# Selected extract
*** Begin section ***

Indian businessman and scholar (1895–1968)

Kashinath Damodar Naik (26 May 1895 – 2 February 1968) was an Indian businessman, social worker, and scholar of prehistoric times from Margao, Goa. He was noted for his contributions to Goan social institutions, vernacular journalism, and his covert support for the Goan independence movement.

== Early life and education ==
Kashinath Damodar Naik was born on 26 May 1895 in Margao. He completed his primary education in Marathi, followed by Portuguese education up to the Segundo Grau (second grade). He also acquired a functional education in English.

== Business career ==
Naik entered the commercial sector in 1908. In 1920, he expanded his business to Bombay, where he established a commission agency firm under his own name. Later in 1939, he launched an independent business venture back in Margao with the cooperation of his brother, Srinivas.

== Social and cultural work ==
In 1912, Naik played a foundational and long-standing role in the establishment and subsequent operations of the Saraswat Brahmin Samaj in Margao, later known as the Gomant Vidya Niketan. He later founded another social institution named Samaj Seva Sangh, through which he operated the Mahila and Nutan Marathi Vidyalaya school, investing significant effort into its management.

Naik was also actively involved in journalism. When the Portuguese daily newspaper A Voz da India was on the verge of shutting down, he took charge of the publication and successfully ran it on cooperative principles despite facing opposition from the government. He also led the launch of the Marathi daily newspaper Gomantavani. In 1938, his prominent social standing led to his appointment as the president of the annual convention of The Goa Hindu Association in Bombay.

== Involvement in Goan independence movement ==
During the 1946 independence movement, Naik provided covert financial support and assisted in maintaining the livelihoods and households of several active independence activists. At the beginning of 1947, the government appointed him to a committee tasked with evaluating internal autonomy for Goa. However, once the authorities discovered his underlying connections with underground nationalist activists, Naik was forced to leave Goa and reside in Mumbai for a period of three to four years.

*** End section ***

# The data
*** Begin section ***

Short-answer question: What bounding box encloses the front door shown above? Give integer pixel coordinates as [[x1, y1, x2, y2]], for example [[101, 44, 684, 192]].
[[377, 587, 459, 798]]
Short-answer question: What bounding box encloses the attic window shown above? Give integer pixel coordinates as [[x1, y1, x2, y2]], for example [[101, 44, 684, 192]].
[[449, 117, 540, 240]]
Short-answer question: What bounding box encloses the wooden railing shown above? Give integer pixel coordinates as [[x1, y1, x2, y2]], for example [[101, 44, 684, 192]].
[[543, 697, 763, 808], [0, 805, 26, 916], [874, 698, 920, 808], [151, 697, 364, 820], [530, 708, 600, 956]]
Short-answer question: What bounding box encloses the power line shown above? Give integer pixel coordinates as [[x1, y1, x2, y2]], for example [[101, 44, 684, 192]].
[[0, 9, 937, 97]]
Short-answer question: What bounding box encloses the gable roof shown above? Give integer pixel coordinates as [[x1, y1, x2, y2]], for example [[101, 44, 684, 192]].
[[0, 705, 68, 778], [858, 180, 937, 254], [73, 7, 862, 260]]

*** End section ***

# Required action 1
According to the biography of Kashinath Damodar Naik, in which languages did he receive his education?
# Required action 2
Can you continue the biography of Kashinath Damodar Naik, starting after its last sentence?

# Answer box 1
Marathi, Portuguese and English.

# Answer box 2
== Literary pursuits and research ==
Naik was a multilingual individual with a strong command over Marathi, English, Portuguese, Hindi, Bengali, and Gujarati. He was deeply interested in serious literature, ancient history books, and numismatics. Over his lifetime, he built a personal library consisting of approximately four thousand books across various languages, driven by a personal hobby of collecting the literary works of every Goan writer. He later donated this entire collection to the Gomant Vidya Niketan institution, along with a monetary donation of ₹10,000 to construct a dedicated hall for its safe preservation.

As a writer, his first historical research paper appeared around 1953 in the publication Bharatmintra. From 1954 to 1961, he contributed regular articles to the periodical Dudhsagar. His writings were additionally published in several other periodicals, including Deepavali, Archana, Mandavi, Gomantak, and Gomantavani. Compilations of his selected essays were published under the titles Gomantakachi Sanskrutik Ghadan and Gomantakache Antarang (1995).

== Death ==
Naik died on 2 February 1968 in his hometown of Margao.